## [TASK GOAL]
Pick up the forum post about the backlash against Stephen Ross's Trump fundraiser after its last sentence and keep it going.

── EXCERPT PROVIDED

# Billionaire Owner Of Miami Dolphins, Equinox, And Soulcycle Holds Trump Fundraiser



## Black Ambrosia (Aug 8, 2019)




----------



## Black Ambrosia (Aug 8, 2019)

*Billionaire owner of SoulCycle, Miami Dolphins faces backlash over Trump fundraiser*

News of an upcoming fundraiser for President Trump at the swanky Hamptons home of billionaire Stephen Ross drew swift backlash Wednesday from prominent customers of Ross’s luxury fitness brands and a player for the Miami Dolphins, the National Football League franchise Ross owns.

Some high-profile LGBTQ activists and celebrities took to social media to call for a boycott of Equinox Fitness clubs and SoulCycle over the fundraiser, which was organized to support Trump’s reelection and comes with a price tag as high as $250,000 for an audience with the president.

“Hey @Equinox - what’s your policy for canceling memberships once a member finds out your owner is enabling racism and mass murder?” comedian Billy Eichner tweeted Wednesday afternoon. He followed up later with a tweet saying he had canceled his membership.

────
── INFORMATION SUPPLIED

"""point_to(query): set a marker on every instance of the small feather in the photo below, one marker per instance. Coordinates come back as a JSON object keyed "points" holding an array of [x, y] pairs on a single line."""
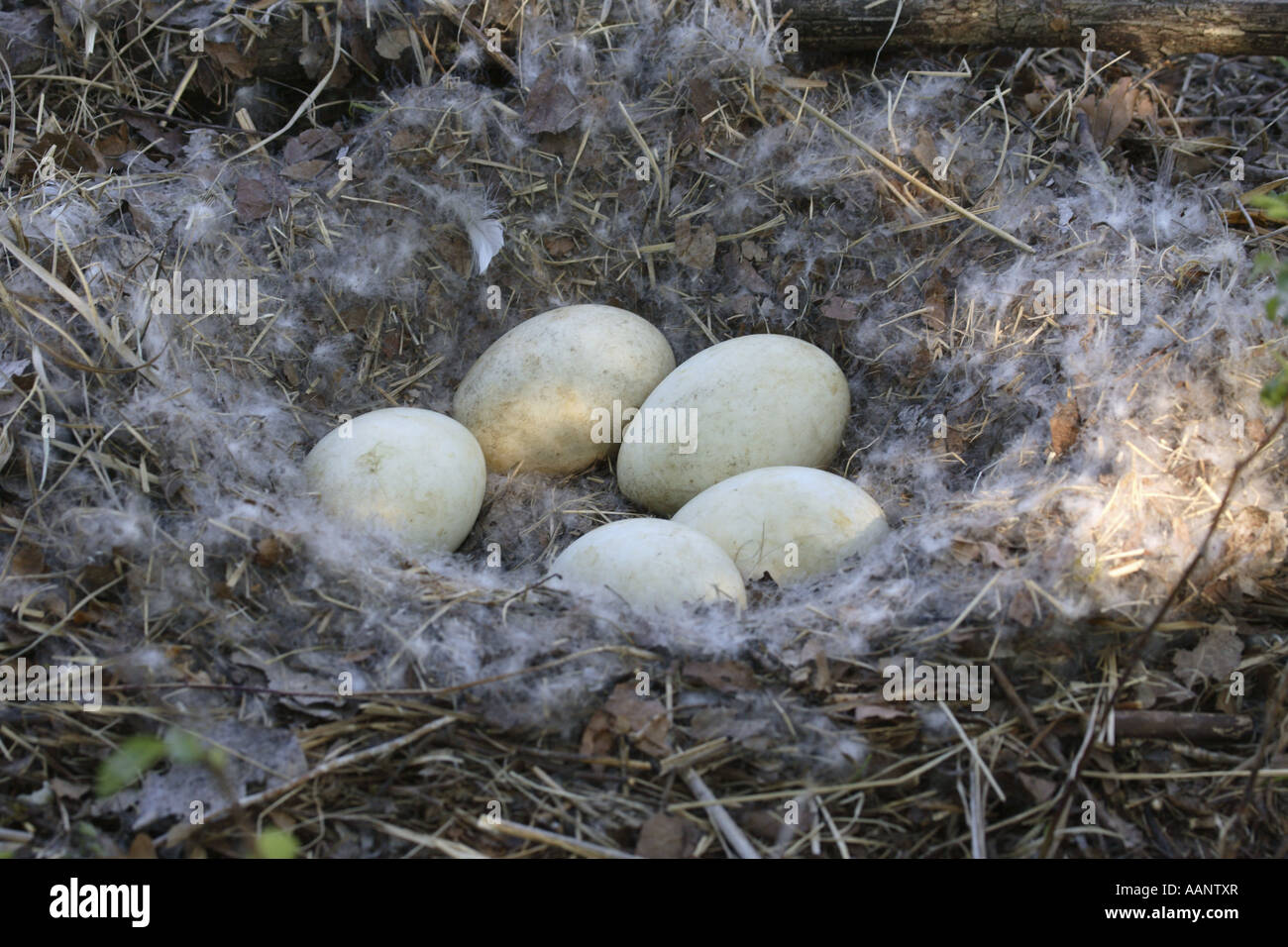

────

## [ANSWER FOR THIS EXERCISE]
The scheduled fundraiser also caught the attention of Miami Dolphins wide receiver and Trump critic Kenny Stills. In a tweet, Stills questioned how Ross could justify his support for Trump when his nonprofit organization, Ross Initiative for Sports Equality, aspires as part of its mission to end racial discrimination.

“You can’t have a non profit with this mission statement then open your doors to Trump,” Stills tweeted.

https://www.out.com/election/2019/8/07/owner-equinox-soulcycle-hosting-huge-fundraiser-trump …




*UPDATE: Equinox Disavows Trump-Supporting Owner, Following Backlash*
"Neither Equinox nor SoulCycle have anything to do with the event later this week and do not support it."

Ross, a New York real estate developer, is the chairman and founder of the Related Companies, which encompasses fitness, restaurant and lifestyle brands such as Equinox, SoulCycle, Pure Yoga, &pizza, Bluestone Lane Coffee and Momofuku. He has given heavily over the years to Republican candidates and committees.

In a statement Wednesday to The Washington Post, Ross said he has known Trump for 40 years and that he has “never been bashful about expressing” opinions about issues on which he disagrees with Trump.

Ross said he is “an outspoken champion of racial equality, inclusion, diversity, public education and environmental sustainability, and I have and will continue to support leaders on both sides of the aisle to address these challenges.”

In a joint statement Wednesday, Equinox and SoulCycle said they do not support the fundraiser and played down Ross’s role with the brands.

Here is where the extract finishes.